STATED EXERCISE 1:
From the Galileo EPD passage, write out everything from "Galileo EPD Handbook" down to "Jupiter Orbiter (draft) (continued)".
STATED EXERCISE 2:
Using the Galileo EPD passage, explain why a long history of the Jovian energetic particle population matters.

GIVEN PASSAGE:
-- START --
Galileo EPD Handbook


Chapter 1. Instrument Summary


Charged Particle Response of Magnetic Deflection System for Galileo Jupiter Orbiter (draft) (continued)




The detection of energetic particles in a planetary environment is of importance both in space science experiments [1] and in theoretical calculation [2]. Galileo's Energetic Particles Detector (EPD) is designed to measure the composition, intensity, energy, and angular distribution of charged particles over the entire expected Jovian orbiter altitude range, 6RJ ≤ R ≤ 225 RJ (nominal orbit has 14 RJ periapsis). A comparison of Voyager 1 and 2 data strongly suggests that the relative contribution of Jovian and solar sources varies considerably with time. Thus, obtaining a long history of the Jovian energetic particle population is crucial to beginning a study of the dynamics of the Jovian magnetosphere [3].
-- END --
DATASET SECTION:
-- START --
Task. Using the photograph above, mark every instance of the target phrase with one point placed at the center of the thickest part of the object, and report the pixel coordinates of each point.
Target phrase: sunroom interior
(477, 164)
-- END --
FINAL RESULT 1:
Galileo EPD Handbook


Chapter 1. Instrument Summary


Charged Particle Response of Magnetic Deflection System for Galileo Jupiter Orbiter (draft) (continued)

FINAL RESULT 2:
A comparison of Voyager 1 and 2 data strongly suggests that the relative contribution of Jovian and solar sources varies considerably with time. A long history of the Jovian energetic particle population is therefore crucial to beginning a study of the dynamics of the Jovian magnetosphere.